(Work to do)
Gather every line from the rows below that contains the string "blue", treating uppercase and lowercase letters as distinct.

(The input)

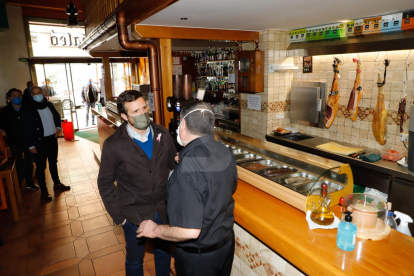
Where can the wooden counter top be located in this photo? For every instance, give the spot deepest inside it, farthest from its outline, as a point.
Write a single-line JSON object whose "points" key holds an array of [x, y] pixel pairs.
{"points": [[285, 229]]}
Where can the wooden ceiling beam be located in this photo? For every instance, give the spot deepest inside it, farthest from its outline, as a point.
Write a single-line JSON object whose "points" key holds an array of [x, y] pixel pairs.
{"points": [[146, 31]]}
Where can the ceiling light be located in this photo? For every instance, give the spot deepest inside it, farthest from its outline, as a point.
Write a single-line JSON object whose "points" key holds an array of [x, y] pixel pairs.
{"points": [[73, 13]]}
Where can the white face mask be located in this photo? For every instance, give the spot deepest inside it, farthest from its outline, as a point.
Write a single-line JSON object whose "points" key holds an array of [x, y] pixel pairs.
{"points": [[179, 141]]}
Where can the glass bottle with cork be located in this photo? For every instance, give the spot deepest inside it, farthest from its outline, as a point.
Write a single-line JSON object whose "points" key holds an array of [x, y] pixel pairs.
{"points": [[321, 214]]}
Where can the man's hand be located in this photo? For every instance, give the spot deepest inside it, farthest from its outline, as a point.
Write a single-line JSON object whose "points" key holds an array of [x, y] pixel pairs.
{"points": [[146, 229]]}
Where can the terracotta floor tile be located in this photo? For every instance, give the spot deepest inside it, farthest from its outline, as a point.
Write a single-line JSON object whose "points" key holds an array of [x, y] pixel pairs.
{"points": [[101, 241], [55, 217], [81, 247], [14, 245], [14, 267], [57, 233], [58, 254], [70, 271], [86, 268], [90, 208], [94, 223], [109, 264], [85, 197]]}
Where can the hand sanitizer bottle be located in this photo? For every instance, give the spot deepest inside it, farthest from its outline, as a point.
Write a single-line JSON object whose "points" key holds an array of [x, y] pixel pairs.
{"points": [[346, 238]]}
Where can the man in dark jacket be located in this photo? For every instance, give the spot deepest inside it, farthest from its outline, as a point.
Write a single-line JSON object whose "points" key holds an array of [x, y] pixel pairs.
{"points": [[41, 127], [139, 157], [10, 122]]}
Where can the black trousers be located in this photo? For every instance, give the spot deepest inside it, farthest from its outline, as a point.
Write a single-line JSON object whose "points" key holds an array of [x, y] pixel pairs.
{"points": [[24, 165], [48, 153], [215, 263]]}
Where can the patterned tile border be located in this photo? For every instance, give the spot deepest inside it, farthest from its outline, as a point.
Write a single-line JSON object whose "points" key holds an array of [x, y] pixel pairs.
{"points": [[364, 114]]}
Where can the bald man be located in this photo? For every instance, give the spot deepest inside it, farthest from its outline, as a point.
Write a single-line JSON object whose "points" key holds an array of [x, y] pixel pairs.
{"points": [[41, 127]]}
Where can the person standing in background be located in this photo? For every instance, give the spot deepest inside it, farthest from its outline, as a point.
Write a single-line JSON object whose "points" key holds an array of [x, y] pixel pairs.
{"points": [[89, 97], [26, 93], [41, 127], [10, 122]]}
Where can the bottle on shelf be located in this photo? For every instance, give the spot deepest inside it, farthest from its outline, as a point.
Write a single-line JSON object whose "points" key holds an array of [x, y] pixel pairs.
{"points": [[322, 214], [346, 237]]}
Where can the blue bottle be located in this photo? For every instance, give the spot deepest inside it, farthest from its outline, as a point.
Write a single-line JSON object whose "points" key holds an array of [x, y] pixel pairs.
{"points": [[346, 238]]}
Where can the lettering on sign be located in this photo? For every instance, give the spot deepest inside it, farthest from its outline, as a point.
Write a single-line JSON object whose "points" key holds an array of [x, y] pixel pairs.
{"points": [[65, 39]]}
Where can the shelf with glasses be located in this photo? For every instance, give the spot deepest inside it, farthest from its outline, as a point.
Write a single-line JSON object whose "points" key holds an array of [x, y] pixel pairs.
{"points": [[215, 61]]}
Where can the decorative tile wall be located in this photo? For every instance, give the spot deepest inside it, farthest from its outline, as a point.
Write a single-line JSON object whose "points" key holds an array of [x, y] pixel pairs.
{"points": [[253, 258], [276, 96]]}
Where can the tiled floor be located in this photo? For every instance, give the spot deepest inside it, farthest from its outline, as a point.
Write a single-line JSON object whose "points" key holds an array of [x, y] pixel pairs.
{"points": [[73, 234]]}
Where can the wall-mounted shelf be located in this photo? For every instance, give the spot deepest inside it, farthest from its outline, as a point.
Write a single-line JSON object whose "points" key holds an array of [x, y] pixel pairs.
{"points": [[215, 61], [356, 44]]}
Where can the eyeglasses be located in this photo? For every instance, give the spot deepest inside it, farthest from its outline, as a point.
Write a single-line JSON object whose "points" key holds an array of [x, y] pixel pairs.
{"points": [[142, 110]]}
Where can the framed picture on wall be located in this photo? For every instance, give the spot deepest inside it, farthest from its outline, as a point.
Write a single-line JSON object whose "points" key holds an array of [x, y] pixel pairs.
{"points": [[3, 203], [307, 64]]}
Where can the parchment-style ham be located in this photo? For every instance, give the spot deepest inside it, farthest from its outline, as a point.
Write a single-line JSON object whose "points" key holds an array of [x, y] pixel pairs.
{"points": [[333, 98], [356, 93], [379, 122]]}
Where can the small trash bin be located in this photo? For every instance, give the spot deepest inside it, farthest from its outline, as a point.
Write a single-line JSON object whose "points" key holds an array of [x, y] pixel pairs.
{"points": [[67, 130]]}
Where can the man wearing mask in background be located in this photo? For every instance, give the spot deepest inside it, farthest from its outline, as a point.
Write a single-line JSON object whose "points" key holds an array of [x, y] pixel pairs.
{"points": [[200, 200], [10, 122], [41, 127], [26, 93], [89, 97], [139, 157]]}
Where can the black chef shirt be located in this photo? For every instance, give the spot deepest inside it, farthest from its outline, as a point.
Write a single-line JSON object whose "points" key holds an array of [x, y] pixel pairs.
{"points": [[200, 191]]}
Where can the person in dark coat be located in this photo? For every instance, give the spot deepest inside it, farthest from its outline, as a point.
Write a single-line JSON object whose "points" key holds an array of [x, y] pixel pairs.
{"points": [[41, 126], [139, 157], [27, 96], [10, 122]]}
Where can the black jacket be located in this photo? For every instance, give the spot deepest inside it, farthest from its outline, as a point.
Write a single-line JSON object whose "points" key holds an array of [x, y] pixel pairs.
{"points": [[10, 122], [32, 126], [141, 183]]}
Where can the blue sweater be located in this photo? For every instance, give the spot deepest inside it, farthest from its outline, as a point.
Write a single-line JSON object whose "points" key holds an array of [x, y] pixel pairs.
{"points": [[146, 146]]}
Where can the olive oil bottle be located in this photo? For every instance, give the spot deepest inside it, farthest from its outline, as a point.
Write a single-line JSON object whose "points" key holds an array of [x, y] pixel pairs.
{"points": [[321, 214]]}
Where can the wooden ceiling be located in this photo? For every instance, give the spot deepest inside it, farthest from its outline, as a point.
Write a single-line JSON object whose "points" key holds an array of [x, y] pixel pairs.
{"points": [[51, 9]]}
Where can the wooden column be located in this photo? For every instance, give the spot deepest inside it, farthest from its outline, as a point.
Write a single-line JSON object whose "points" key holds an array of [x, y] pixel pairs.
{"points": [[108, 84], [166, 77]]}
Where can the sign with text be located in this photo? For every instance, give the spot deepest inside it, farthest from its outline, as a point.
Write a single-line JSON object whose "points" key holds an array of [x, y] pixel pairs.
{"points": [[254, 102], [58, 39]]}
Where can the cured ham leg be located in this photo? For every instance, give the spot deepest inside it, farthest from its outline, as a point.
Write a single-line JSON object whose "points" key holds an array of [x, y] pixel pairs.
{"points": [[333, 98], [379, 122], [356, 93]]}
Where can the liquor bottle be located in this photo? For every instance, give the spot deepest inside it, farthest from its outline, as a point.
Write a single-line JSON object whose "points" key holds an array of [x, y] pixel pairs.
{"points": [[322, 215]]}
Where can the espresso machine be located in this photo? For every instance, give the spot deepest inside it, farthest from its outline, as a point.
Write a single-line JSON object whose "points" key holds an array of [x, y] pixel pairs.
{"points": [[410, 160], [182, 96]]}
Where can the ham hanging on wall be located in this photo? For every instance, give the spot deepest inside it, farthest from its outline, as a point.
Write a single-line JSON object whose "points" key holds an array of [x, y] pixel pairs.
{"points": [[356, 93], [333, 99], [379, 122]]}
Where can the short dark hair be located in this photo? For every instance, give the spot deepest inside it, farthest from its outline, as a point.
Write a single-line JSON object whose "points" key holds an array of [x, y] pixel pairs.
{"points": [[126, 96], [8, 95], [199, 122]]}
...
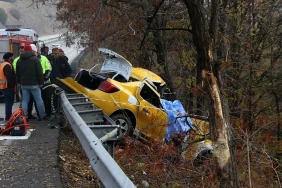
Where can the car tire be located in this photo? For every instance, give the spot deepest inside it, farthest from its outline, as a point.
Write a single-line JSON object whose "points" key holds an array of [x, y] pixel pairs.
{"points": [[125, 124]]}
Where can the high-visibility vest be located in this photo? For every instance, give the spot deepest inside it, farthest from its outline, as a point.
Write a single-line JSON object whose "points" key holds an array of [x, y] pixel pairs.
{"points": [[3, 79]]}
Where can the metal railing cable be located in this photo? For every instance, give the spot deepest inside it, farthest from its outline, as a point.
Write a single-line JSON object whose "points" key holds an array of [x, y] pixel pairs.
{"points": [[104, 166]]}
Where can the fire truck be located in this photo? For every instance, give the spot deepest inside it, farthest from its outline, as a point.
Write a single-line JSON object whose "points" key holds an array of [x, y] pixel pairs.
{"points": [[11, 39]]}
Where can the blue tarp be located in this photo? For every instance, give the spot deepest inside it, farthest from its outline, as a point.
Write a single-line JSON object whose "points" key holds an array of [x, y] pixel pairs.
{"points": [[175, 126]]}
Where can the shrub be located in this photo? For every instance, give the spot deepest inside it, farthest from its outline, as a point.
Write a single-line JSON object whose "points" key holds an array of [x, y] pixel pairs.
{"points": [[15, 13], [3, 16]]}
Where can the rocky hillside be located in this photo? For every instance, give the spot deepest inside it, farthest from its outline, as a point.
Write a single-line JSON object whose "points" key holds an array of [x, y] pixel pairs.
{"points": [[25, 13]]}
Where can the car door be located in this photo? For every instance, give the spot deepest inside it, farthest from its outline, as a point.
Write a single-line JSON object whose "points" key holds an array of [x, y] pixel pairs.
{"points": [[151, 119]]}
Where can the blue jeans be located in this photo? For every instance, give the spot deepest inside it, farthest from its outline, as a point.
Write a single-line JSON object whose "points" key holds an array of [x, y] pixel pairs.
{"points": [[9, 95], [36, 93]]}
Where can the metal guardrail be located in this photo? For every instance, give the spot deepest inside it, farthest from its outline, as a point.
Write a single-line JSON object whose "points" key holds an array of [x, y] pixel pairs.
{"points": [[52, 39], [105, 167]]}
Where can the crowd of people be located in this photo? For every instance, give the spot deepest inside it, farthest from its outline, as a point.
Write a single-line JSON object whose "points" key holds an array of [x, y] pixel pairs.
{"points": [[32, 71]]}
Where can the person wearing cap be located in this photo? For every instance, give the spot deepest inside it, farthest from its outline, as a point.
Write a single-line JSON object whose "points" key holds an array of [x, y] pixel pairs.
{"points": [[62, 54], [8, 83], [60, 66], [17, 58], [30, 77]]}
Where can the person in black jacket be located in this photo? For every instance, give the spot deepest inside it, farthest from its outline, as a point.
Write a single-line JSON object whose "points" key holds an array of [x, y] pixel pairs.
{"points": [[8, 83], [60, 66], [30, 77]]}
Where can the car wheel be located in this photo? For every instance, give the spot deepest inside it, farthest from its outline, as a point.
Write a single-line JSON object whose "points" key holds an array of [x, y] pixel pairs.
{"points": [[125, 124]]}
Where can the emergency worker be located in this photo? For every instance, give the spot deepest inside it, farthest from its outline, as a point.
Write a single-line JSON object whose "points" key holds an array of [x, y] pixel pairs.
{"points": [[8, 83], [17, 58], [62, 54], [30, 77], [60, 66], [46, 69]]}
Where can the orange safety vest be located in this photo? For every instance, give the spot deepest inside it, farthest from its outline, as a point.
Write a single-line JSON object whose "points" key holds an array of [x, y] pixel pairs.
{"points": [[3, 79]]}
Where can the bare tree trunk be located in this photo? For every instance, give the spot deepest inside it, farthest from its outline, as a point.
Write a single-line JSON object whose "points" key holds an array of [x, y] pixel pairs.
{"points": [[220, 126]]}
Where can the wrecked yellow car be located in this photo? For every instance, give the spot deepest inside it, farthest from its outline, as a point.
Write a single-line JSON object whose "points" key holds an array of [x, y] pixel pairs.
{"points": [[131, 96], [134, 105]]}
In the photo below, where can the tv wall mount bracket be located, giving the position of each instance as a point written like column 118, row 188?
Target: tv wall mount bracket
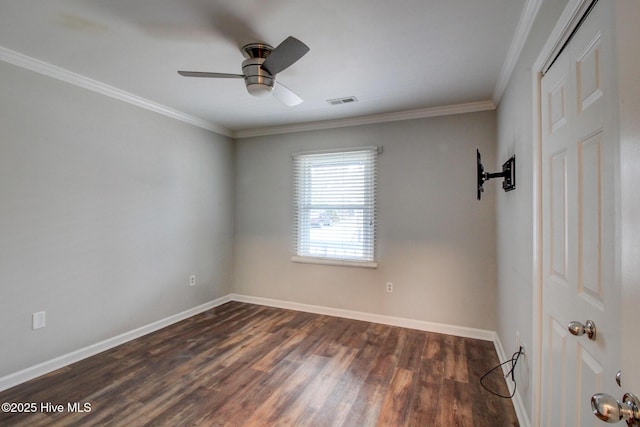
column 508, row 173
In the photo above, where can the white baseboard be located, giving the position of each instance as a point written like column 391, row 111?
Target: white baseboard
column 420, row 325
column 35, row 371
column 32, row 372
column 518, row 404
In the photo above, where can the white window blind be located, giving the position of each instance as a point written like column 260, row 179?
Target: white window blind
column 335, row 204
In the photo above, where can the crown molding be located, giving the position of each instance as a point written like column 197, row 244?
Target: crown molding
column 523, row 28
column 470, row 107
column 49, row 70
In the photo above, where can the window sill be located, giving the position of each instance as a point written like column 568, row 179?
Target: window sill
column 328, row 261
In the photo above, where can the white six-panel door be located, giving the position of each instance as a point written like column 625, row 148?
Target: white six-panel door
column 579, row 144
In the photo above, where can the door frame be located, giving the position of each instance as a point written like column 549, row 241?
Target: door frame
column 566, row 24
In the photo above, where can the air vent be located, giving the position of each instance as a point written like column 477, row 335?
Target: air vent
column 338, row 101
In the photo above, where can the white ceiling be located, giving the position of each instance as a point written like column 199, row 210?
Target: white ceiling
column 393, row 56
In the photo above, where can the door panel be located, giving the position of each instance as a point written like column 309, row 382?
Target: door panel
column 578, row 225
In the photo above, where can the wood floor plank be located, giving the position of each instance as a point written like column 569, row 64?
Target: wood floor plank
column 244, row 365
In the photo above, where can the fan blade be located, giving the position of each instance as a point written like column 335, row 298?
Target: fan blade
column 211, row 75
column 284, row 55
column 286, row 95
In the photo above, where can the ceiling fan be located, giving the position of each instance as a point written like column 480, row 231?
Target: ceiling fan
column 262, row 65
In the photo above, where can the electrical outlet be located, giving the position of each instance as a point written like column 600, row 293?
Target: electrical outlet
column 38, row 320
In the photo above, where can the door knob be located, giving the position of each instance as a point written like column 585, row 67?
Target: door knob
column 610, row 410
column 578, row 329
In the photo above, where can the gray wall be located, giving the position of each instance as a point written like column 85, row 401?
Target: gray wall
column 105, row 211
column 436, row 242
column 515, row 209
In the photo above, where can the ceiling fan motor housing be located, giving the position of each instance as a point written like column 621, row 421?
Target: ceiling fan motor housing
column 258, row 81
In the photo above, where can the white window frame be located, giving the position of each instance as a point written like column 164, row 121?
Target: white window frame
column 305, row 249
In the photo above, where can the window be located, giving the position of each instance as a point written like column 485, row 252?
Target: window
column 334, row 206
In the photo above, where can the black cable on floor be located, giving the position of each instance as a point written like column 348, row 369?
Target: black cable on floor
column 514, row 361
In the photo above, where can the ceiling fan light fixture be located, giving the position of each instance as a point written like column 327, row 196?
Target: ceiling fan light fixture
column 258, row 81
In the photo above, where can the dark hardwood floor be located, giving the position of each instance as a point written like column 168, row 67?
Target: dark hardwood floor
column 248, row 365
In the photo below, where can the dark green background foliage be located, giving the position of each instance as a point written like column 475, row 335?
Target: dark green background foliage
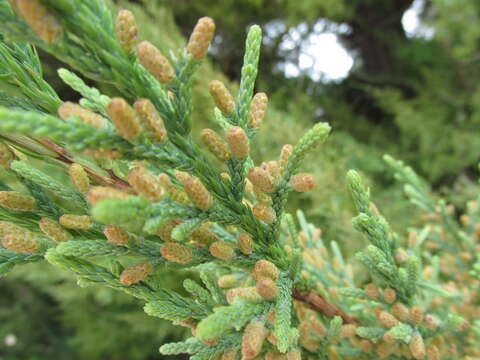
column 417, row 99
--
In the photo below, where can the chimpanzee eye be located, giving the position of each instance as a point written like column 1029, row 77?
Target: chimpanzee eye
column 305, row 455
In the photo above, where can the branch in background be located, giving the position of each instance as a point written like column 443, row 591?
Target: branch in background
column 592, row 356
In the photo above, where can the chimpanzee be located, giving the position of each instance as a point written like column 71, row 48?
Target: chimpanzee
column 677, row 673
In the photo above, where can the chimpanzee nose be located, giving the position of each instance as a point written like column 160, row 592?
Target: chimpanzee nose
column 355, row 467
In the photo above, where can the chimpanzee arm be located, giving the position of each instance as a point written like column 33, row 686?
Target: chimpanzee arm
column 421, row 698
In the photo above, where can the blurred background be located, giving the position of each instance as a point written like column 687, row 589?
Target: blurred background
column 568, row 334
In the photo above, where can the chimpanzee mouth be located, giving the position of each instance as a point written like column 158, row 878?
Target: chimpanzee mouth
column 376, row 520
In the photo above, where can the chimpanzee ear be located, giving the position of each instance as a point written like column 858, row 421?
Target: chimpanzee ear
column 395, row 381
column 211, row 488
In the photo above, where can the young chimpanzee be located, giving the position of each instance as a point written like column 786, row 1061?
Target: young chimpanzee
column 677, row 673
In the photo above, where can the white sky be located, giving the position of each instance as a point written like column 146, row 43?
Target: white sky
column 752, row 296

(The solution)
Where can the blue bottle be located in this photo? For every instance, give the spot deepest inside it, farthest from its outline, as a point.
Where can the blue sweater be located in this photo? For every instance, give the spot deepest inside it, farthest from its outline, as a point.
Where can the blue tarp be located in this photo? For every instance, give the spot deepest inside it, farthest from its outline, as a point.
Where can the blue jeans be located in this photo? For every instance, give the spot deepest inside it, farthest from its outline, as a point.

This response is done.